# INFORMATION PROVIDED
** Begin **
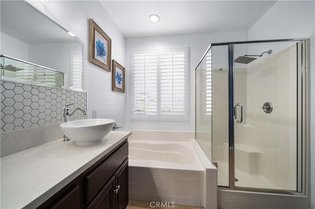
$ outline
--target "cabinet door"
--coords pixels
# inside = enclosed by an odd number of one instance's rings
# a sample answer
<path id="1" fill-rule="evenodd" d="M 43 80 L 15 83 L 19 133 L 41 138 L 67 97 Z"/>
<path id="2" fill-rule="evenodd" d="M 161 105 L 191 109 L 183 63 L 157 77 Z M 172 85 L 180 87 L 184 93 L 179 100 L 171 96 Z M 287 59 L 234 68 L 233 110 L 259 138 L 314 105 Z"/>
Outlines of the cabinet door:
<path id="1" fill-rule="evenodd" d="M 116 185 L 119 187 L 117 193 L 117 209 L 126 209 L 128 205 L 128 158 L 116 174 Z"/>
<path id="2" fill-rule="evenodd" d="M 115 209 L 116 193 L 115 177 L 106 183 L 87 209 Z"/>

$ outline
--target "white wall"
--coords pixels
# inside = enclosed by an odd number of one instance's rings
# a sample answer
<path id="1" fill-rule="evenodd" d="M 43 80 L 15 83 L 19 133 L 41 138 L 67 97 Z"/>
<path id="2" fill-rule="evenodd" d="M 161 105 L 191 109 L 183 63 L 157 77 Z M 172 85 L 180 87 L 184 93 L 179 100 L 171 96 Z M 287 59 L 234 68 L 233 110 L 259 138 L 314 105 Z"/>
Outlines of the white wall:
<path id="1" fill-rule="evenodd" d="M 0 54 L 5 54 L 24 61 L 29 61 L 29 44 L 8 36 L 0 34 Z"/>
<path id="2" fill-rule="evenodd" d="M 284 39 L 292 38 L 310 38 L 310 65 L 307 70 L 310 74 L 310 107 L 308 108 L 310 124 L 308 144 L 310 152 L 307 157 L 310 159 L 311 208 L 315 208 L 315 2 L 314 1 L 278 1 L 249 30 L 249 40 Z M 308 174 L 307 174 L 308 176 Z"/>
<path id="3" fill-rule="evenodd" d="M 187 131 L 194 130 L 194 70 L 200 61 L 203 53 L 212 43 L 224 42 L 247 40 L 247 31 L 229 31 L 199 33 L 188 35 L 154 36 L 142 38 L 127 38 L 126 42 L 126 68 L 127 72 L 126 103 L 126 125 L 128 129 Z M 130 121 L 132 104 L 130 100 L 130 52 L 134 50 L 157 49 L 171 49 L 190 47 L 190 122 L 142 122 Z"/>
<path id="4" fill-rule="evenodd" d="M 84 42 L 84 90 L 88 114 L 112 118 L 125 129 L 126 94 L 112 91 L 112 74 L 89 62 L 89 19 L 112 39 L 112 59 L 125 66 L 125 37 L 98 1 L 28 1 Z"/>
<path id="5" fill-rule="evenodd" d="M 82 53 L 82 47 L 79 41 L 30 44 L 29 61 L 64 73 L 67 88 L 70 83 L 70 53 Z"/>

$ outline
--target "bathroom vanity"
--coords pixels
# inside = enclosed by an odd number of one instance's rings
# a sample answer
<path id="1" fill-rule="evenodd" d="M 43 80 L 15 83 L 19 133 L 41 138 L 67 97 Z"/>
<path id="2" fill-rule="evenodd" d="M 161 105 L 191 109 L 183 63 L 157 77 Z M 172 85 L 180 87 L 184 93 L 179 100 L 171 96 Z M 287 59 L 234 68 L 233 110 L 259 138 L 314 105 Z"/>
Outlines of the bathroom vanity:
<path id="1" fill-rule="evenodd" d="M 62 140 L 1 158 L 1 208 L 125 209 L 130 131 L 99 144 Z"/>

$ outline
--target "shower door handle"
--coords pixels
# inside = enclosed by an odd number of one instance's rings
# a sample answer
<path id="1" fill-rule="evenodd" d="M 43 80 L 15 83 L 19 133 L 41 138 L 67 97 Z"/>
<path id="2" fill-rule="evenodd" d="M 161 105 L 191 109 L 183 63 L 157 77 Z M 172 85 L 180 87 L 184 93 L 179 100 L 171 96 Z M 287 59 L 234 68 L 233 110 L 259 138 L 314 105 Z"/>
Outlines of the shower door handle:
<path id="1" fill-rule="evenodd" d="M 237 119 L 236 118 L 236 117 L 237 117 L 236 114 L 236 108 L 237 107 L 237 106 L 240 106 L 240 107 L 241 107 L 241 120 L 237 120 Z M 243 106 L 242 106 L 242 104 L 239 103 L 234 105 L 234 120 L 235 121 L 235 122 L 239 123 L 242 123 L 243 122 Z"/>

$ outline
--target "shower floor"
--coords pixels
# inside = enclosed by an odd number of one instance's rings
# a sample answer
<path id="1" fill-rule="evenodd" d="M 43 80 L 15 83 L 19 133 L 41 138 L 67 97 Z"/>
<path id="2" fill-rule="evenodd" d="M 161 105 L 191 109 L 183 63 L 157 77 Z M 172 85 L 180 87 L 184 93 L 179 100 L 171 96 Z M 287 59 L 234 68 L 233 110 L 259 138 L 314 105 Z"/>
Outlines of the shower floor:
<path id="1" fill-rule="evenodd" d="M 218 185 L 228 186 L 228 170 L 223 169 L 228 165 L 224 162 L 218 162 Z M 249 175 L 239 170 L 235 170 L 235 178 L 238 180 L 238 182 L 235 182 L 235 186 L 275 189 L 279 188 L 262 176 Z"/>

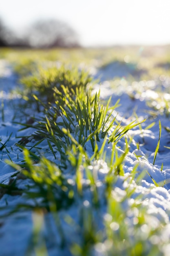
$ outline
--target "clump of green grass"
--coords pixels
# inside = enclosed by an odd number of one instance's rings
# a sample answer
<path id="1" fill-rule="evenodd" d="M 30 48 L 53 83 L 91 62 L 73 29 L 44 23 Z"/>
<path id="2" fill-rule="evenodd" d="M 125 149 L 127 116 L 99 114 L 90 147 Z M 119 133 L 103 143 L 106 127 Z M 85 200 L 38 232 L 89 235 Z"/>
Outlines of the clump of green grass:
<path id="1" fill-rule="evenodd" d="M 115 114 L 119 102 L 111 107 L 109 101 L 102 105 L 99 92 L 91 93 L 88 87 L 91 80 L 88 76 L 84 76 L 79 71 L 74 76 L 71 70 L 68 74 L 68 70 L 62 67 L 60 77 L 55 67 L 49 70 L 25 80 L 28 95 L 31 100 L 35 100 L 40 107 L 43 106 L 43 110 L 40 118 L 34 117 L 33 124 L 24 124 L 22 130 L 25 129 L 26 139 L 24 141 L 24 140 L 17 144 L 23 151 L 23 161 L 20 164 L 8 162 L 17 170 L 17 174 L 23 174 L 31 182 L 24 191 L 20 191 L 19 187 L 17 189 L 17 179 L 11 186 L 0 184 L 4 189 L 2 195 L 13 191 L 16 194 L 19 194 L 18 192 L 22 193 L 22 196 L 26 196 L 33 204 L 26 200 L 25 204 L 17 206 L 16 211 L 31 209 L 34 216 L 37 211 L 40 213 L 41 219 L 42 216 L 44 217 L 43 221 L 47 212 L 52 213 L 62 241 L 57 247 L 62 251 L 65 246 L 68 255 L 159 255 L 161 242 L 158 245 L 152 243 L 152 239 L 153 236 L 159 235 L 163 224 L 158 227 L 150 226 L 150 216 L 146 208 L 140 198 L 136 198 L 135 187 L 131 185 L 134 184 L 132 178 L 137 173 L 136 167 L 132 172 L 131 179 L 124 177 L 119 180 L 122 188 L 125 188 L 124 190 L 118 188 L 117 184 L 120 176 L 124 174 L 124 159 L 131 141 L 130 138 L 129 142 L 126 139 L 128 131 L 140 126 L 141 122 L 122 126 Z M 50 99 L 46 97 L 47 93 Z M 46 100 L 44 101 L 44 99 Z M 28 136 L 26 129 L 31 127 L 35 132 Z M 125 147 L 120 153 L 117 143 L 124 138 Z M 27 141 L 30 142 L 33 138 L 37 142 L 33 146 L 28 145 Z M 53 156 L 53 161 L 42 157 L 39 152 L 42 149 L 42 143 L 44 142 L 51 156 Z M 99 180 L 102 168 L 100 163 L 104 162 L 105 146 L 108 143 L 110 152 L 106 159 L 108 172 L 103 180 Z M 6 144 L 2 144 L 3 148 Z M 84 180 L 86 182 L 84 183 Z M 130 201 L 133 202 L 131 205 L 128 204 Z M 72 218 L 67 216 L 67 210 L 73 206 L 76 210 Z M 61 211 L 66 213 L 63 218 L 60 215 Z M 67 229 L 65 231 L 62 228 L 61 223 L 64 220 L 69 226 L 68 234 L 65 234 Z M 35 229 L 36 224 L 34 225 Z M 38 241 L 40 232 L 35 231 L 34 229 L 34 238 Z M 45 240 L 42 240 L 45 243 Z M 42 250 L 46 253 L 48 248 L 40 244 L 40 248 L 44 248 Z"/>
<path id="2" fill-rule="evenodd" d="M 28 94 L 34 94 L 38 97 L 40 96 L 42 99 L 43 97 L 43 101 L 51 102 L 55 99 L 55 87 L 61 92 L 62 85 L 75 91 L 76 88 L 86 87 L 92 81 L 92 78 L 86 72 L 61 65 L 58 67 L 40 67 L 34 74 L 22 78 L 20 83 L 24 85 Z"/>

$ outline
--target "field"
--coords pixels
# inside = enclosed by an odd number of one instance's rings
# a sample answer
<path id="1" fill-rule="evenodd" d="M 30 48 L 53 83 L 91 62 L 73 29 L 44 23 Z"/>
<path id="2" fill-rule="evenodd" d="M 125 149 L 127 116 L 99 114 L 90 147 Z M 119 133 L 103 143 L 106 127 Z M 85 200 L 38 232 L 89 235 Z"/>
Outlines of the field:
<path id="1" fill-rule="evenodd" d="M 169 256 L 170 47 L 0 50 L 2 255 Z"/>

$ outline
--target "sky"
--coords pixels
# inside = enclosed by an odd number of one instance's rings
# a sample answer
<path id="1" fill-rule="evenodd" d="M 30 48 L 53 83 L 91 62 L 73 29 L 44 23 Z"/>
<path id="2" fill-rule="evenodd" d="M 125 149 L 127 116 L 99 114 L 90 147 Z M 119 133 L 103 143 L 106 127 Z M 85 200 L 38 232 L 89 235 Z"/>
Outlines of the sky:
<path id="1" fill-rule="evenodd" d="M 0 0 L 0 18 L 13 29 L 55 18 L 84 46 L 170 43 L 170 0 Z"/>

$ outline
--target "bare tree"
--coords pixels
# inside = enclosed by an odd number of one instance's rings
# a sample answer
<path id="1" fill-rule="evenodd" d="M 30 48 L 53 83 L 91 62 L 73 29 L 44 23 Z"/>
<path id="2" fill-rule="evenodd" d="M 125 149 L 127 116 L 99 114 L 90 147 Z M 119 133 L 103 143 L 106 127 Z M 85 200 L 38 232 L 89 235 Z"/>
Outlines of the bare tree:
<path id="1" fill-rule="evenodd" d="M 79 45 L 75 31 L 66 23 L 57 20 L 40 20 L 27 30 L 24 40 L 31 47 L 51 48 Z"/>
<path id="2" fill-rule="evenodd" d="M 0 47 L 6 46 L 7 44 L 5 39 L 5 27 L 0 19 Z"/>

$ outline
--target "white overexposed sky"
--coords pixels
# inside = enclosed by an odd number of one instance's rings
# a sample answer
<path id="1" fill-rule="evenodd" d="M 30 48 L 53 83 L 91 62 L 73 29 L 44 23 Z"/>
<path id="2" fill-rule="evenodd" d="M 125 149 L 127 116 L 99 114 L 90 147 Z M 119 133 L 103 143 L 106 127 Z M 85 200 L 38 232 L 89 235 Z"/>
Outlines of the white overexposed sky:
<path id="1" fill-rule="evenodd" d="M 18 30 L 56 18 L 85 46 L 170 43 L 170 0 L 0 0 L 0 18 Z"/>

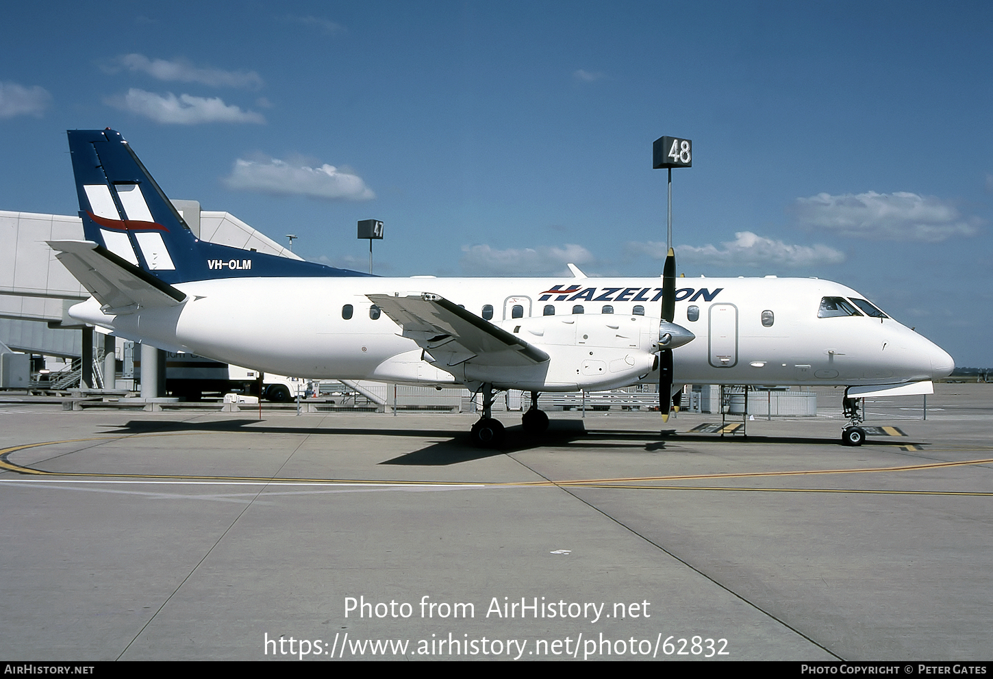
** End **
# SET TASK
Will you retype the data, beginning at its very first line and stopping after the line that contains "Outlines of the cabinet", with both of those lines included and the pictures left out?

# EXERCISE SOLUTION
$ outline
--target "cabinet door"
--coords pixels
# inside = enclosed by an odd number of one instance's rings
# a sample answer
<path id="1" fill-rule="evenodd" d="M 43 80 L 15 83 L 19 133 L 41 138 L 67 97 Z"/>
<path id="2" fill-rule="evenodd" d="M 161 105 L 191 109 L 183 63 L 157 77 Z M 172 85 L 180 87 L 184 93 L 179 100 L 171 96 Z M 287 59 L 234 68 L 233 110 L 259 138 L 314 105 Z"/>
Outlines of the cabinet door:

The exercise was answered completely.